WHAT YOU SHOULD DO:
Turn the stretch from the beginning of the data through the line containing "x=362 y=352" into a numbered list, one item per line, skipping blank lines and leaving out the pictures. Include nothing beyond that line.

SOURCE RECORDS:
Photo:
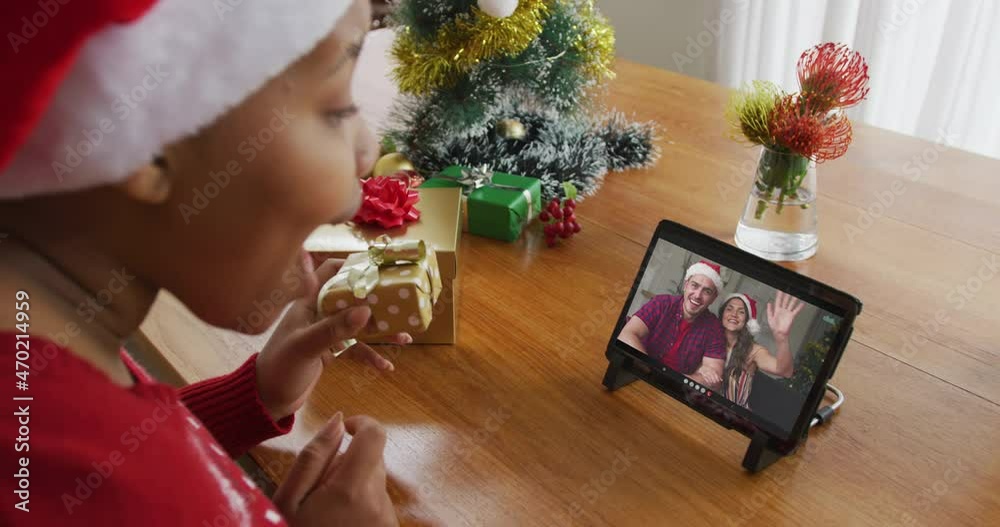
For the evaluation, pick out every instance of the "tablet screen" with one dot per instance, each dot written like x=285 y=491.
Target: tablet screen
x=738 y=341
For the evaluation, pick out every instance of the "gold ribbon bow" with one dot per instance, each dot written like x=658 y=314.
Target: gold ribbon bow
x=362 y=277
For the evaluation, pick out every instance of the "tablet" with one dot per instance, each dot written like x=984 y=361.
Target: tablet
x=740 y=339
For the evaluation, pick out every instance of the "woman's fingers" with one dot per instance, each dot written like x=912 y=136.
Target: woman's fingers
x=328 y=332
x=364 y=457
x=310 y=465
x=362 y=352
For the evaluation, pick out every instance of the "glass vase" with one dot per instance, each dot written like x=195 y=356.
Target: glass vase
x=780 y=221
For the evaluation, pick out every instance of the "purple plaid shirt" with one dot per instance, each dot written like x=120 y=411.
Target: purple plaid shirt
x=662 y=315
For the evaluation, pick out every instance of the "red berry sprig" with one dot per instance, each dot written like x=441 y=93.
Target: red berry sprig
x=559 y=218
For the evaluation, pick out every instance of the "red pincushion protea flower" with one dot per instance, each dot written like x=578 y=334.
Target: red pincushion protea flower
x=799 y=126
x=387 y=202
x=833 y=76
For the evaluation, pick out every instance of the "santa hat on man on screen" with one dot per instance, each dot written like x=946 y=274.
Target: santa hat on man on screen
x=707 y=269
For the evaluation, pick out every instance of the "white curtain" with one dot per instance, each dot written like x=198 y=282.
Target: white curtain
x=934 y=64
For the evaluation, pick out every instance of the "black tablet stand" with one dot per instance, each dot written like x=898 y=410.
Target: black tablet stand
x=760 y=454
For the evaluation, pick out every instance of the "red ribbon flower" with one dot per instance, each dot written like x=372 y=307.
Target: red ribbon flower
x=387 y=202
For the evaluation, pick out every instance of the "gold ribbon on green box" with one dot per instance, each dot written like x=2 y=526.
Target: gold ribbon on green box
x=399 y=280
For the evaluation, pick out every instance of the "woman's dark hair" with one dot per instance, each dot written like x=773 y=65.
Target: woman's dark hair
x=741 y=350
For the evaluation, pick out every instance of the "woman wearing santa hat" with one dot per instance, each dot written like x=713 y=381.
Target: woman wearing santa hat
x=121 y=174
x=744 y=356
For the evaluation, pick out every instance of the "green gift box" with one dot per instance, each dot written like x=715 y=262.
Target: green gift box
x=497 y=205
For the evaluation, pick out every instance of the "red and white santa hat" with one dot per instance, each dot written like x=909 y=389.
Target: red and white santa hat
x=751 y=306
x=94 y=89
x=708 y=269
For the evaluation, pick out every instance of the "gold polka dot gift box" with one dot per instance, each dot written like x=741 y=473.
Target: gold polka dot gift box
x=398 y=279
x=439 y=227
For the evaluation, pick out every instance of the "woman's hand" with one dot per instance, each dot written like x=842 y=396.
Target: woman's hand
x=293 y=358
x=781 y=314
x=324 y=488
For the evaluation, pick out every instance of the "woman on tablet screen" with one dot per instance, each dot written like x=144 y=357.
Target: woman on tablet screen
x=743 y=354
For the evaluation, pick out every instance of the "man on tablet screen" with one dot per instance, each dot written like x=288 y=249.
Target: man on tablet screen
x=679 y=331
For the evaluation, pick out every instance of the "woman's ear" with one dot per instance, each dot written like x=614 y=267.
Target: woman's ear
x=149 y=183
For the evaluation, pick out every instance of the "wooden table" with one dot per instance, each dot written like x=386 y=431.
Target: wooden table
x=511 y=426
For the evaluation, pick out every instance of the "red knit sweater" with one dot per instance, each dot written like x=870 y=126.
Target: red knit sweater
x=98 y=454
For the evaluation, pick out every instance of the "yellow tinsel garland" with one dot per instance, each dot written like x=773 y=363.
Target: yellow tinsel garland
x=423 y=66
x=596 y=44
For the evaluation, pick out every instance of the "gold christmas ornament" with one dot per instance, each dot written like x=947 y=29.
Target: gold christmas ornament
x=511 y=129
x=498 y=8
x=389 y=164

PROBLEM SOLUTION:
1. Photo:
2. For the evaluation, pick out every instance of the "tablet screen" with one dot per instance, each dot written like x=285 y=491.
3. Target: tablet screen
4. x=738 y=341
5. For the evaluation, pick out every instance of the "gold ribbon bow" with one dot per instance, each dot written like x=658 y=314.
6. Target: gold ribbon bow
7. x=362 y=277
8. For the evaluation, pick out every instance of the "tablet" with one dot per instance, each dot written like x=984 y=361.
9. Target: tablet
10. x=740 y=339
11. For the evaluation, pick out every instance of the "woman's fingers" with one dot per instance, each dot written like x=912 y=136.
12. Target: woman's fingers
13. x=328 y=332
14. x=364 y=457
15. x=310 y=465
16. x=362 y=352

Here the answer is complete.